> **What this task involves**
Report every line of the entries below that contains the string "reflection", and treat uppercase and lowercase letters as different.
§
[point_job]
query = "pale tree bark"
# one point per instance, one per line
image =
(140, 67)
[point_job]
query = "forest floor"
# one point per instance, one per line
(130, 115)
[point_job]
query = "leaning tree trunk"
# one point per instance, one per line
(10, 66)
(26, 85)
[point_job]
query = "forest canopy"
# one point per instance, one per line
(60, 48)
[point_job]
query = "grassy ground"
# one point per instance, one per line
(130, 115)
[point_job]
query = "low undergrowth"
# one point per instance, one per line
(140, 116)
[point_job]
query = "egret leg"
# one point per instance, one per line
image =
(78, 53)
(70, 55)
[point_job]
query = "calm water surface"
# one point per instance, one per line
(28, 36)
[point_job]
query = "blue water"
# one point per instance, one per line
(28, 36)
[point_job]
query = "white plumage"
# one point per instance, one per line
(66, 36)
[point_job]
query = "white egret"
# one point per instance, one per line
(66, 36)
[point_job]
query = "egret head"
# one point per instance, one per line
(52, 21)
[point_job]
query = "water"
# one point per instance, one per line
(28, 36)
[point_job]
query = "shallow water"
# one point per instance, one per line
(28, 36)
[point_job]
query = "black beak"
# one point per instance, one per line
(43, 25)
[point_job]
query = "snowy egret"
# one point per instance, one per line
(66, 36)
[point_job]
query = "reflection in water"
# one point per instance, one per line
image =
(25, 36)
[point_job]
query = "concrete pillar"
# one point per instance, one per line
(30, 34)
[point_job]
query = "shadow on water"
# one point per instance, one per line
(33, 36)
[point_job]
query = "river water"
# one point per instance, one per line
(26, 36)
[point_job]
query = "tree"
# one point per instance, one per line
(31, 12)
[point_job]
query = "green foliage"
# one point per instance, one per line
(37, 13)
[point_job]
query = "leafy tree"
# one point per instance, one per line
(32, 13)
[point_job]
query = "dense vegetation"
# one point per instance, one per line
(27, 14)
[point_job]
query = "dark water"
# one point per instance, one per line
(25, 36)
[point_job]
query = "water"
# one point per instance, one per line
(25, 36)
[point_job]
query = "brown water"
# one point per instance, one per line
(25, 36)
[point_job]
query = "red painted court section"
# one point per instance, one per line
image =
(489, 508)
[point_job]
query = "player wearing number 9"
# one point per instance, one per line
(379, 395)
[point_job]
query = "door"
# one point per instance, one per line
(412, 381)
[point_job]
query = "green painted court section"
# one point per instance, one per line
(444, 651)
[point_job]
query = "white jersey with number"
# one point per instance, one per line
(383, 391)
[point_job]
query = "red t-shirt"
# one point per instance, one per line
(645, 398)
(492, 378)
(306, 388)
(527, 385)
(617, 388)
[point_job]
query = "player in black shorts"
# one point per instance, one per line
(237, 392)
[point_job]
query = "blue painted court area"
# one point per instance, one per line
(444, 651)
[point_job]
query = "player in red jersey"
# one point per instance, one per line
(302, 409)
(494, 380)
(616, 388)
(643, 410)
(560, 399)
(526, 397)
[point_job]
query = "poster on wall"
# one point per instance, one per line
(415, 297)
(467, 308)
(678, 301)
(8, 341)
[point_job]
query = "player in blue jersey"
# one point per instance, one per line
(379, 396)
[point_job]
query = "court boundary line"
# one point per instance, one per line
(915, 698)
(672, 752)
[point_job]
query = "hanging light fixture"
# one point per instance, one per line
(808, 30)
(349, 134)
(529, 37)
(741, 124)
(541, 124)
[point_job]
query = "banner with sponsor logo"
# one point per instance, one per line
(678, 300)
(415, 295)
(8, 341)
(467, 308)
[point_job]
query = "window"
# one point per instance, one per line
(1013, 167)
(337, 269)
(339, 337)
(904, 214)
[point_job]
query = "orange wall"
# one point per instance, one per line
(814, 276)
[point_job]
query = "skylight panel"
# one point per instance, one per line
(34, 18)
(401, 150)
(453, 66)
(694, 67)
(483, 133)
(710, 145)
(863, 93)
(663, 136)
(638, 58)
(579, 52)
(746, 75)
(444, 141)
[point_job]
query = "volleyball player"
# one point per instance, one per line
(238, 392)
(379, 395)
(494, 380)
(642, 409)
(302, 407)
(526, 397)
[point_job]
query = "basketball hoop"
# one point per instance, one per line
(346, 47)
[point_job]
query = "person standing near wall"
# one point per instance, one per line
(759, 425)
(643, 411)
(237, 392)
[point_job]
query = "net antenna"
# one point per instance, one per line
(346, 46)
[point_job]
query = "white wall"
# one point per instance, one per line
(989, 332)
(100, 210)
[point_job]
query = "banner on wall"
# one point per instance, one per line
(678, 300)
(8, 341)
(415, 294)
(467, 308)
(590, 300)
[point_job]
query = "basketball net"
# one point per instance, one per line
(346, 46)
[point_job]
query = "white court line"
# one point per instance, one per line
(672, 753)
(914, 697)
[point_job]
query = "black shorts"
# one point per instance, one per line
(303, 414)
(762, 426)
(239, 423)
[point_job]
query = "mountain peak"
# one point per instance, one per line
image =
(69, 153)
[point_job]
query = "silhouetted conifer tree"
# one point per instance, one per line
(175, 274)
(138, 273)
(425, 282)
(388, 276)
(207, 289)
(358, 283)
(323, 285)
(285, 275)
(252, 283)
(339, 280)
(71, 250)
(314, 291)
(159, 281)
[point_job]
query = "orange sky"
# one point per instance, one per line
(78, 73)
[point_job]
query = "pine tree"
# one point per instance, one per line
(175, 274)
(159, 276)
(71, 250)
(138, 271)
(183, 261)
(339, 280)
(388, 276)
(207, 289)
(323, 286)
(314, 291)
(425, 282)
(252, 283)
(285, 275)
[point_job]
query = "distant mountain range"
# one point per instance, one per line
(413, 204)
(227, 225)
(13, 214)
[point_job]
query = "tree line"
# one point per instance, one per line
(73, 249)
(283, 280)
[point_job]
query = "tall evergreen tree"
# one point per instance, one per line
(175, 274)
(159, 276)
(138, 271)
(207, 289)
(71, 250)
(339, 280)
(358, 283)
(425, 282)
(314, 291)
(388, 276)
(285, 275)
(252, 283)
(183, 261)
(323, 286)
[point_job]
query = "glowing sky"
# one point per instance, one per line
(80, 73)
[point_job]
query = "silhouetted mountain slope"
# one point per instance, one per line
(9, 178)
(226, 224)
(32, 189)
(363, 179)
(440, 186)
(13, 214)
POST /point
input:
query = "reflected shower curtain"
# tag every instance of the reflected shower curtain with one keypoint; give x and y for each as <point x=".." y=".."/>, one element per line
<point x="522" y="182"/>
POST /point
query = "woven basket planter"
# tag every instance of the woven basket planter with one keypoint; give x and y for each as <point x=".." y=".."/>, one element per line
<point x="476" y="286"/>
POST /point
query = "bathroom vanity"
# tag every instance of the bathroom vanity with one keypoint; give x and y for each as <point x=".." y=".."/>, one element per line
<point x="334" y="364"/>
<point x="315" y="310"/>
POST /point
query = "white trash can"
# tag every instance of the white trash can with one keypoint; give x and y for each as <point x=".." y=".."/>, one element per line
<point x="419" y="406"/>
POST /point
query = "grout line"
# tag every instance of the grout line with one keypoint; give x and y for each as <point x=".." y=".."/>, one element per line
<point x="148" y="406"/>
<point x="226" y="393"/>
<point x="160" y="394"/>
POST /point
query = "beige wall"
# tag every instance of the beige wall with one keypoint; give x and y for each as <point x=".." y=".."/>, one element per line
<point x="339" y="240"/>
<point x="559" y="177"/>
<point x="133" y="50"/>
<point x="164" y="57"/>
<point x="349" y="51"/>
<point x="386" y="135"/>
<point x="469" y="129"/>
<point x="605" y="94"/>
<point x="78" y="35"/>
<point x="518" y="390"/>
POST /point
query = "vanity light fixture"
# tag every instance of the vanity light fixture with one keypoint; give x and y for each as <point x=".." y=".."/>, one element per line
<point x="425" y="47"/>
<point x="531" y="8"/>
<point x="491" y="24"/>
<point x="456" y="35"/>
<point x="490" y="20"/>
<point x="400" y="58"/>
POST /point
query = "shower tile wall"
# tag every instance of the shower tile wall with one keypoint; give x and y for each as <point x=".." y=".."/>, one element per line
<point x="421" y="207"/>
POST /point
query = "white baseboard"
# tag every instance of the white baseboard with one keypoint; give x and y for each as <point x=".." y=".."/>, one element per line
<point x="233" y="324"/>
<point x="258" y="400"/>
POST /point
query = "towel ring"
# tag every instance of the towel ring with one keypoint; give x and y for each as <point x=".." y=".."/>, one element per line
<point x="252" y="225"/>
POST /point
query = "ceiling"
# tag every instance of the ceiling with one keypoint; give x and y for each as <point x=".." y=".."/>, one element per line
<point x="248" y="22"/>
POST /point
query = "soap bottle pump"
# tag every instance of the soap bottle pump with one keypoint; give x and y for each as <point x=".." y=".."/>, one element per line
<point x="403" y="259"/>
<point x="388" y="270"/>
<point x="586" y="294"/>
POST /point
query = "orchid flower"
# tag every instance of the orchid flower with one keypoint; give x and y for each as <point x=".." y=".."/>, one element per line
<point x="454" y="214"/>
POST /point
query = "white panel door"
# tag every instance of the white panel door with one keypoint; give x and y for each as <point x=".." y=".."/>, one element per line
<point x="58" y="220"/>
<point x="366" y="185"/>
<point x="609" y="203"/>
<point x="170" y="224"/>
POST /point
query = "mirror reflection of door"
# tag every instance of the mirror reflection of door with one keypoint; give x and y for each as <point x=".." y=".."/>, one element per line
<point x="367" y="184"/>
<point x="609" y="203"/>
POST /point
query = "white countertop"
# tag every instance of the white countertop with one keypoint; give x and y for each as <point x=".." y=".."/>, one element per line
§
> **Complete response**
query = "reflection in water"
query = "mirror reflection of door"
# tag every instance of the mirror reflection of door with one keypoint; give x and y for each as <point x=".." y=".."/>, one element per line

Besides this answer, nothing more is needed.